Task brief: Report each line of the data that contains the word "vest", copying those lines in full.

[Listed entries start]

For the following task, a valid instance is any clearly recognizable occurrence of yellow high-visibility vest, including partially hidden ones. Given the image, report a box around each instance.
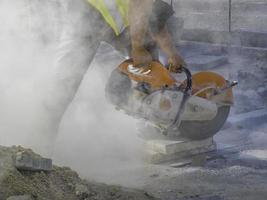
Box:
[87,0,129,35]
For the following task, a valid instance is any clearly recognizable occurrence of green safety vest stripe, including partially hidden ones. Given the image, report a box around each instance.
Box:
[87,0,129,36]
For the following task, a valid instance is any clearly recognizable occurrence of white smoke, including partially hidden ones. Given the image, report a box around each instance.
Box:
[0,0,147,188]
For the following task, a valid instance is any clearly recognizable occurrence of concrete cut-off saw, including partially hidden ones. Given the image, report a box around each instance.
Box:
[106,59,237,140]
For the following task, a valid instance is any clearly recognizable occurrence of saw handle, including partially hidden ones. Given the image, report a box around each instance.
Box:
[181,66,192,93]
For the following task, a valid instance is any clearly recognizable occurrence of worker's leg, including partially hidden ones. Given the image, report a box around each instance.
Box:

[Listed entries end]
[Listed entries start]

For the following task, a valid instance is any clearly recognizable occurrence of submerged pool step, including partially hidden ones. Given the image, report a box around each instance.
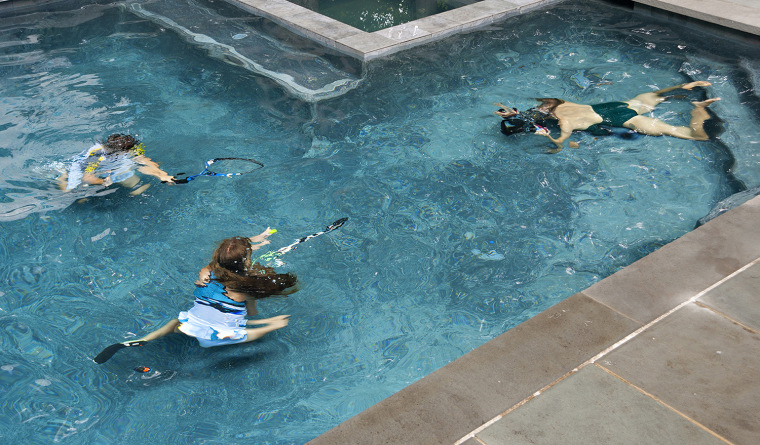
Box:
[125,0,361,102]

[Listed entries end]

Solution to the exercise:
For the following task, a valid instance is any clearly recognizable occurrence of yellow high-visibility vest, including partially hidden ones. Given the image, report a box around each instance.
For the following task, a valid instance is any clearly recognizable occurrence of green safety vest stripe, including partially hidden ones. Given the image, report a box around each instance.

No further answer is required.